:: Listed entries

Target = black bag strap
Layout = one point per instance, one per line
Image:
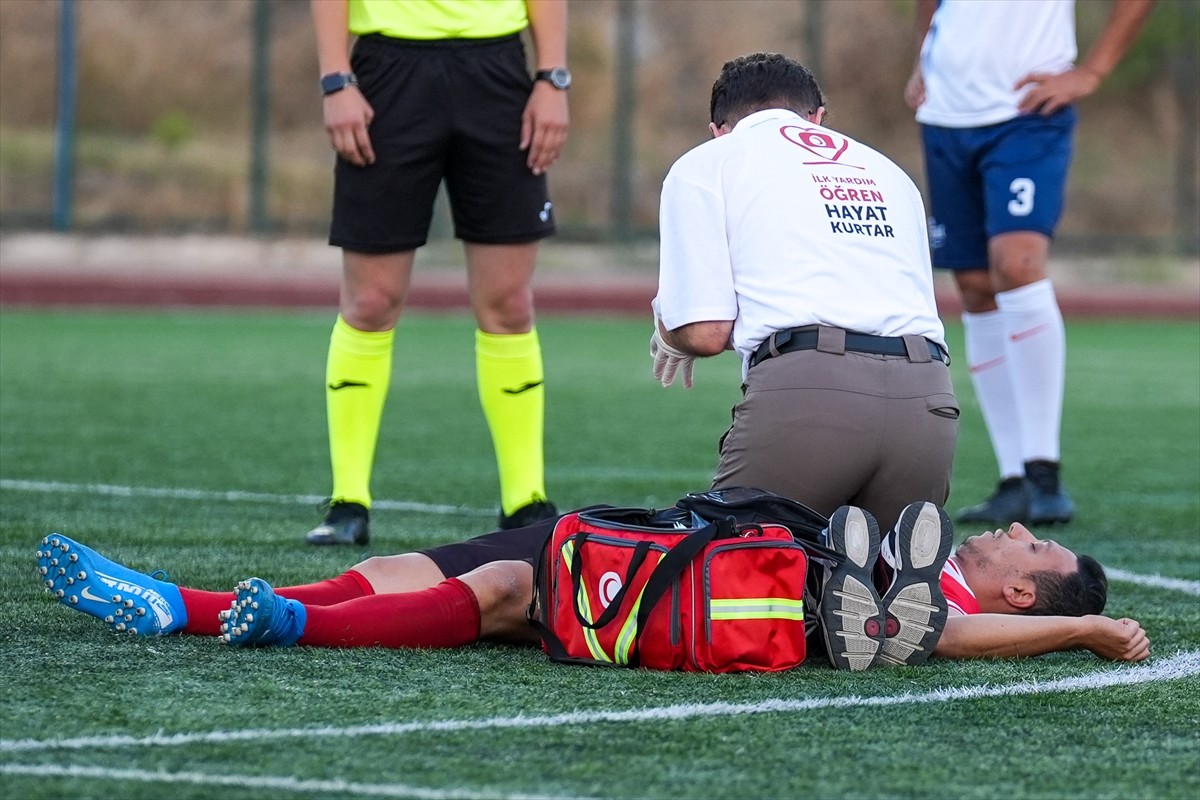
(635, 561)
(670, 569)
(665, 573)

::::
:: Listed entries

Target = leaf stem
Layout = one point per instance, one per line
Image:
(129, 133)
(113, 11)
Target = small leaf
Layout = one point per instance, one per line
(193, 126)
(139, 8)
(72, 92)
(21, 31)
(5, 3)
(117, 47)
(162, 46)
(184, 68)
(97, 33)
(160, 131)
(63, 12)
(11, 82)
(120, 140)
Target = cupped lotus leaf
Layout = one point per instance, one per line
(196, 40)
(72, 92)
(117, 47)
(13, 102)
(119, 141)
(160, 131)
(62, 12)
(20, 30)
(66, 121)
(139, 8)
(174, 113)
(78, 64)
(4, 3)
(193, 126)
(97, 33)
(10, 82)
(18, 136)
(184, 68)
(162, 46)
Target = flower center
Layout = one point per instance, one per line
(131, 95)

::::
:: Listed entries

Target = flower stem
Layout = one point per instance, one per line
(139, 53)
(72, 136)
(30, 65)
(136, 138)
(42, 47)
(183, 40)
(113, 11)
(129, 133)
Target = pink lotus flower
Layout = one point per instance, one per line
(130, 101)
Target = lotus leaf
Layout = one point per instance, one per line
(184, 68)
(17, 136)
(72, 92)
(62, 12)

::::

Count the lines in the items above that contain the string "leaf", treating uppercase and lowercase as different. Reply with the number only.

4